▶ **AIM OF THE TASK**:
"meadow" is the word to look for; copy each line of the listing where it occurs.

▶ **RECORDS SHOWN**:
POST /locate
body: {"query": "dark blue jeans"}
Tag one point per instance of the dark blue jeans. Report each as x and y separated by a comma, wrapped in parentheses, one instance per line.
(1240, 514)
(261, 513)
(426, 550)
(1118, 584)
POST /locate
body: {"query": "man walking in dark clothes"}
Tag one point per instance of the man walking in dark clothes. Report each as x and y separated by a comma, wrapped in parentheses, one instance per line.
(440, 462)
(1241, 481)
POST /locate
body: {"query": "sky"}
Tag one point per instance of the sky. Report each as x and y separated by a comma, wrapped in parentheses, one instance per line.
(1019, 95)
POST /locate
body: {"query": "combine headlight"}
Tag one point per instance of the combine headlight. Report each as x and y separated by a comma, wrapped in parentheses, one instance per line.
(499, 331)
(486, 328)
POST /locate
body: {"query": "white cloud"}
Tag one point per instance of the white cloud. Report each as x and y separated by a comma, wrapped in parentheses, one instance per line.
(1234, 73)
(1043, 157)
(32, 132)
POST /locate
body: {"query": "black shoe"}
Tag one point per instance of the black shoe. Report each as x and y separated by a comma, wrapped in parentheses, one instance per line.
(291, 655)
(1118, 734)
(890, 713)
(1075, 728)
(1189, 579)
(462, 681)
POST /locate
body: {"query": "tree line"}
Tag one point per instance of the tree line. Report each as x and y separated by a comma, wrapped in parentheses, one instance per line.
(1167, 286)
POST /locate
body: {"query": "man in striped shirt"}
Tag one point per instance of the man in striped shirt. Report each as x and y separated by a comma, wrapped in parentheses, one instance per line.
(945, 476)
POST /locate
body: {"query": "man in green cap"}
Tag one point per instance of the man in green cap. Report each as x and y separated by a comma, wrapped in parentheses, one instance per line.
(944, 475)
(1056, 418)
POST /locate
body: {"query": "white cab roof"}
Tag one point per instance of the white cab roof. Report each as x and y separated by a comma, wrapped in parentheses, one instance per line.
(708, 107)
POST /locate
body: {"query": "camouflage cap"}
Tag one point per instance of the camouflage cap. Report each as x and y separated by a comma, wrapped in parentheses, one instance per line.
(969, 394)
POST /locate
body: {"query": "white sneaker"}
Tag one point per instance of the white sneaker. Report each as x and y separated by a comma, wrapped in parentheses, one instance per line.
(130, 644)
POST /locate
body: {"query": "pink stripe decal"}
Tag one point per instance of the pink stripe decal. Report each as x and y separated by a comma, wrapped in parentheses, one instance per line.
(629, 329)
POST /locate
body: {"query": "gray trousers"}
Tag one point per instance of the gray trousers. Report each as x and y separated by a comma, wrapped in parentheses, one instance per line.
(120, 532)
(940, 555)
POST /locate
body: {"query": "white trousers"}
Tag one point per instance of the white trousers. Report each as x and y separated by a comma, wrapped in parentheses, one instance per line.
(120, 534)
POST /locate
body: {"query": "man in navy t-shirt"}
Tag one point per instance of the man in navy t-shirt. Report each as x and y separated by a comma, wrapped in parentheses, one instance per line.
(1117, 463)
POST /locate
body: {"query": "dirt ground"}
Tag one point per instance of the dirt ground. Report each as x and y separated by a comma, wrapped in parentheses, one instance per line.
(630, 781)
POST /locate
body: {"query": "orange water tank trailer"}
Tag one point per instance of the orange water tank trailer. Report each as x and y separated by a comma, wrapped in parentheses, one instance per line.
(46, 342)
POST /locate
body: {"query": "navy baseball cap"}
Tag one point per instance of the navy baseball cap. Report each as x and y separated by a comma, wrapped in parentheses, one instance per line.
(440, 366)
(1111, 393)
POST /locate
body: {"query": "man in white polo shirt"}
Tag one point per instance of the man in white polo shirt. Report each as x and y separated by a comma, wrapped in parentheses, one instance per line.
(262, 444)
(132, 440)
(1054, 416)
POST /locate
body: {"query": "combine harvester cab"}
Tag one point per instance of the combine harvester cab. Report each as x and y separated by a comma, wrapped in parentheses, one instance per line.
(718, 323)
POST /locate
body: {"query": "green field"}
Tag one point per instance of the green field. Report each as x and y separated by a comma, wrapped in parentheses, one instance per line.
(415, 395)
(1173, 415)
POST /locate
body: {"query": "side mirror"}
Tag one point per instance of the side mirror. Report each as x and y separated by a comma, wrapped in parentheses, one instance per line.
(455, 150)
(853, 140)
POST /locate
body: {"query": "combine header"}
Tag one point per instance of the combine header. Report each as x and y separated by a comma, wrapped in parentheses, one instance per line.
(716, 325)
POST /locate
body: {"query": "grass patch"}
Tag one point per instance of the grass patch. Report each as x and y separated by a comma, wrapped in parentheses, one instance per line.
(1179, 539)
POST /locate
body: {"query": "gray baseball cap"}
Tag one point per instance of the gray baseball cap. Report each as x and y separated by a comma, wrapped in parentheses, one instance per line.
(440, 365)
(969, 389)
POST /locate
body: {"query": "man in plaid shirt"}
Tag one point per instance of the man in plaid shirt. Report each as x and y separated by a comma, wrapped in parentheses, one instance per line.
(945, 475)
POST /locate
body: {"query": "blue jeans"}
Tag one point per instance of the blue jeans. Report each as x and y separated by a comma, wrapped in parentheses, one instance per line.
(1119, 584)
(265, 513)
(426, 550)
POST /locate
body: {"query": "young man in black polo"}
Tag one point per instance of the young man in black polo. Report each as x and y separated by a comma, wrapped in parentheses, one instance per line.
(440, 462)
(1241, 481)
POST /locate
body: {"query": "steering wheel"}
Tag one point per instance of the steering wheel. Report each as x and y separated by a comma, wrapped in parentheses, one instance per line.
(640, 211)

* * *

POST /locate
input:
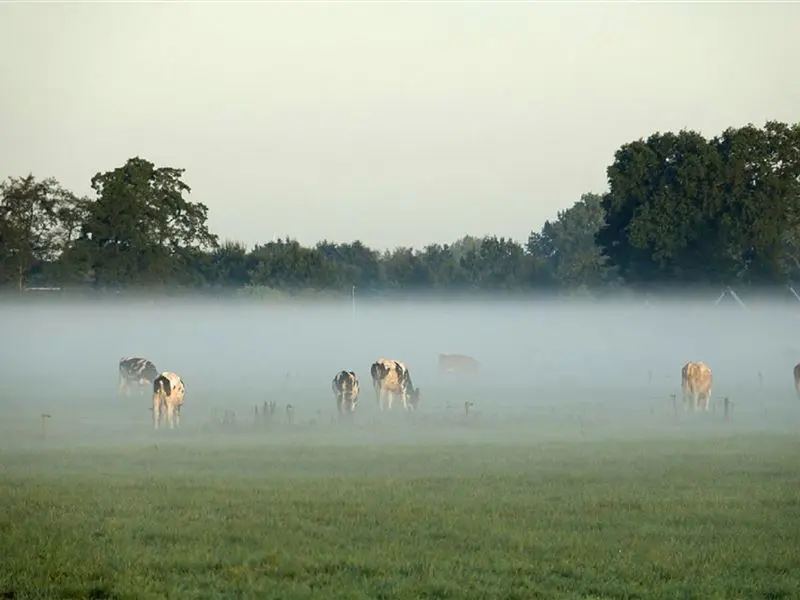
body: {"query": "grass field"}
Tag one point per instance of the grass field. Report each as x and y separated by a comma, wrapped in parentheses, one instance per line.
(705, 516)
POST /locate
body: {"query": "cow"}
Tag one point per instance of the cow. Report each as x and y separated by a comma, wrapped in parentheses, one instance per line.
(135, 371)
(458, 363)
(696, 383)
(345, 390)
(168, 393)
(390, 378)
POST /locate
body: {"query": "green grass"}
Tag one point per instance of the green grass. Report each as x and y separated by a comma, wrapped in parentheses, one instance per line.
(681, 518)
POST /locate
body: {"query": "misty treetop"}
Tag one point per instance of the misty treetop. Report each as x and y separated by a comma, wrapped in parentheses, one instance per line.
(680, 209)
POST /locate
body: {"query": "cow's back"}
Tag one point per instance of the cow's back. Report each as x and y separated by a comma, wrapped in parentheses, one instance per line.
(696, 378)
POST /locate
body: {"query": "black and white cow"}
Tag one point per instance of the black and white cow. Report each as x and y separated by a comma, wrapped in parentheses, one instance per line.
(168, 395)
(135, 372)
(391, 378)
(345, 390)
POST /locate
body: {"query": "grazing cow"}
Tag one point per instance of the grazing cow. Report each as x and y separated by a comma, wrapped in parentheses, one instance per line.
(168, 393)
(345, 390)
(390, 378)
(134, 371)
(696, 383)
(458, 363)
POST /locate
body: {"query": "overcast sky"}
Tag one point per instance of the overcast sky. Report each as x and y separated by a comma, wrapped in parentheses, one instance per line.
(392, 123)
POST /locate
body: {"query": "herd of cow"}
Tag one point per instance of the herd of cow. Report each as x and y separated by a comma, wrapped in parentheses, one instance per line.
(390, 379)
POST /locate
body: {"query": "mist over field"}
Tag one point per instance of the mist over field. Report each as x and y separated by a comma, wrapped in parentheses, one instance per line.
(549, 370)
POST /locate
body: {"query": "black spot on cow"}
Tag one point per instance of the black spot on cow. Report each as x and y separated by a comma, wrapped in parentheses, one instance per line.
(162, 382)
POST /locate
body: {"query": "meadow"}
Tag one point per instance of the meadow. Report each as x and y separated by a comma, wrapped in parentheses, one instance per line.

* * *

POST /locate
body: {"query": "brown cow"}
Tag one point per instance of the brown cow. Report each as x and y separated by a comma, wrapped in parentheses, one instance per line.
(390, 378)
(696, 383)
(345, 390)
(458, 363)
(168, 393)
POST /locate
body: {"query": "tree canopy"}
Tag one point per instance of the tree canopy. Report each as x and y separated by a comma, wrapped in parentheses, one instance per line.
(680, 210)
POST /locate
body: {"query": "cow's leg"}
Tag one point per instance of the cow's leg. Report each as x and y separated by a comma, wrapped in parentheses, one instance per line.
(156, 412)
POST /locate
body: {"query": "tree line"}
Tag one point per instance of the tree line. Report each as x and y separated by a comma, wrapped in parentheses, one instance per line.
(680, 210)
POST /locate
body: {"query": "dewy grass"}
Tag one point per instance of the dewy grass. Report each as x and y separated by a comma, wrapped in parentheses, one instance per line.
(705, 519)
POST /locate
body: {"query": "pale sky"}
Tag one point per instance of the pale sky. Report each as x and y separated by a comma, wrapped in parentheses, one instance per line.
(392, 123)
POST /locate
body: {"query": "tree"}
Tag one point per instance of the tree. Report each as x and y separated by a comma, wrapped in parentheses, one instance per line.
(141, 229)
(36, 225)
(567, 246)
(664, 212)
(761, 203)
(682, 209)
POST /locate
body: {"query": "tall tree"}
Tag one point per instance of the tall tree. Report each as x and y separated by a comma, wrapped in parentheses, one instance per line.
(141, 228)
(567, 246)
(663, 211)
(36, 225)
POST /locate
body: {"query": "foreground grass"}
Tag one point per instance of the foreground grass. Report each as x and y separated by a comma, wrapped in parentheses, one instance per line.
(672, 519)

▶ **EXERCISE SOLUTION**:
body: {"query": "meadow"}
Tag one point per instance of the meadow. Report each as x and y separated by a comma, wrapped in parentheses, one instance per line.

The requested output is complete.